• [Given entries]:
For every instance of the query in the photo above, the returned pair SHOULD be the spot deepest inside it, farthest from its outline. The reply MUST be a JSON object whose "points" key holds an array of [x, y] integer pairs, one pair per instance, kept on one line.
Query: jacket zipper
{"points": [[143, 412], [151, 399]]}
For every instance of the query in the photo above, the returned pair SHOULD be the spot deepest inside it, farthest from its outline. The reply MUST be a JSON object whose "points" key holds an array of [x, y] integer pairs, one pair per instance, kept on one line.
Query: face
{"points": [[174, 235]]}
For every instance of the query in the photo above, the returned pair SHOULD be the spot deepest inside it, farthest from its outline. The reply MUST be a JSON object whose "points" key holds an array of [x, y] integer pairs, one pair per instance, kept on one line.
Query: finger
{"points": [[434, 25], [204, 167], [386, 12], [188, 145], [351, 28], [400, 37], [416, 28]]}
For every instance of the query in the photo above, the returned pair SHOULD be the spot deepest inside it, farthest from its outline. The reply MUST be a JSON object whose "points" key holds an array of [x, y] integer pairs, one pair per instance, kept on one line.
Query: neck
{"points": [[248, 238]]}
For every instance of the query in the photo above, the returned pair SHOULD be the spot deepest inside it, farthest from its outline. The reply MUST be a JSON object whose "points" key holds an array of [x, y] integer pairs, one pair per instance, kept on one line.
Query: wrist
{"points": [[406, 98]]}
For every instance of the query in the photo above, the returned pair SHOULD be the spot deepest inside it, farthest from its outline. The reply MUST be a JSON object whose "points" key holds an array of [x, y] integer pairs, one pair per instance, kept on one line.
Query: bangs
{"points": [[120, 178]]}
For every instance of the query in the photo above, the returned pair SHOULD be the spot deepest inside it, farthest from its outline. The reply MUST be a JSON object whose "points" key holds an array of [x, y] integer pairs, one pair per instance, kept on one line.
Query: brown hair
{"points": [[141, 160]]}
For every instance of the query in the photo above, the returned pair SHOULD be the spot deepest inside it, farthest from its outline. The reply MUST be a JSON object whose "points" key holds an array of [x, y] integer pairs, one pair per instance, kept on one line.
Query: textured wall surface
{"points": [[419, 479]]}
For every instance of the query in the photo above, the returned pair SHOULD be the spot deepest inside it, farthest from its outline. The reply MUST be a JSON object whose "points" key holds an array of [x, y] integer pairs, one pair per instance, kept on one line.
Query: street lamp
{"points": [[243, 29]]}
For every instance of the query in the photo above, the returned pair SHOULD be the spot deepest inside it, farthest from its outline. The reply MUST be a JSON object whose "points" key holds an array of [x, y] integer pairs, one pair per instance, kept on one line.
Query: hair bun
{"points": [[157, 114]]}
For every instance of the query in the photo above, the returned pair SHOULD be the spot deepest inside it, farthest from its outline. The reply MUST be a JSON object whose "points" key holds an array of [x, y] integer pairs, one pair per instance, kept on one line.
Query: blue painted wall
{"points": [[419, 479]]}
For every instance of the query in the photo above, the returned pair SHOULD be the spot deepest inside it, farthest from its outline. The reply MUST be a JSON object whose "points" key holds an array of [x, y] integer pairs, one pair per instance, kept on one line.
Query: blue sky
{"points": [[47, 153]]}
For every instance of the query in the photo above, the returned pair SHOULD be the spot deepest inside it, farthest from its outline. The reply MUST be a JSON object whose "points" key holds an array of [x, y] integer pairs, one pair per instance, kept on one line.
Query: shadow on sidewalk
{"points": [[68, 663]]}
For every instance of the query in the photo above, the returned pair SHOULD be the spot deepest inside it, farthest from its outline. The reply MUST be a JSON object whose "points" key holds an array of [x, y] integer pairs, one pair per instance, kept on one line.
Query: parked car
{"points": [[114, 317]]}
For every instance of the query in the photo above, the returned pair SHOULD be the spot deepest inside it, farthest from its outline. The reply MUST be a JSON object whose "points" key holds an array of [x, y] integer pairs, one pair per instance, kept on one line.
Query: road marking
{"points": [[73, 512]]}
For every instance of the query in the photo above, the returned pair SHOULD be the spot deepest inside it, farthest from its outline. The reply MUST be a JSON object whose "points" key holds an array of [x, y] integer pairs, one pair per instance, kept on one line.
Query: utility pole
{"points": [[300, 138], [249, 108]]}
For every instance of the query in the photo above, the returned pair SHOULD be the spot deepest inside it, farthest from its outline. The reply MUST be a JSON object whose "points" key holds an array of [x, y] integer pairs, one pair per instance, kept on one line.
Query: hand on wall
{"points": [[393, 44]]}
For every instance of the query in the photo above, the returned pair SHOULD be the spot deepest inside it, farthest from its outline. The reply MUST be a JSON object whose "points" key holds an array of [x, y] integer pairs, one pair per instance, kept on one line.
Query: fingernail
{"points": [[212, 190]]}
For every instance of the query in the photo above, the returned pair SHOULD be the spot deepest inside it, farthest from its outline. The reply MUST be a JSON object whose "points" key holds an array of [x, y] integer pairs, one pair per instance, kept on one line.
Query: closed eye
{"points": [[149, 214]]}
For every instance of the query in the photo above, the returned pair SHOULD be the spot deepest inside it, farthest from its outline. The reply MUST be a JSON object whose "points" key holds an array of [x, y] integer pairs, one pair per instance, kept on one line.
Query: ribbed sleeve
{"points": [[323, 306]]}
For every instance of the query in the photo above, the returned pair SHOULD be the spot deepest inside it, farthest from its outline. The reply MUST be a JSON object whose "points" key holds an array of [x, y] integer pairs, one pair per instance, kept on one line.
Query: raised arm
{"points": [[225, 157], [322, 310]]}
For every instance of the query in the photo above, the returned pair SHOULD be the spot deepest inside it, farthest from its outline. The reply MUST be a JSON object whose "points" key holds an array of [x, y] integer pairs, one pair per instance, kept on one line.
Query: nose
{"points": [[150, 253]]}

• [Exercise brief]:
How many lines of the records contain the word "blue"? Give only the number.

• [Correct answer]:
2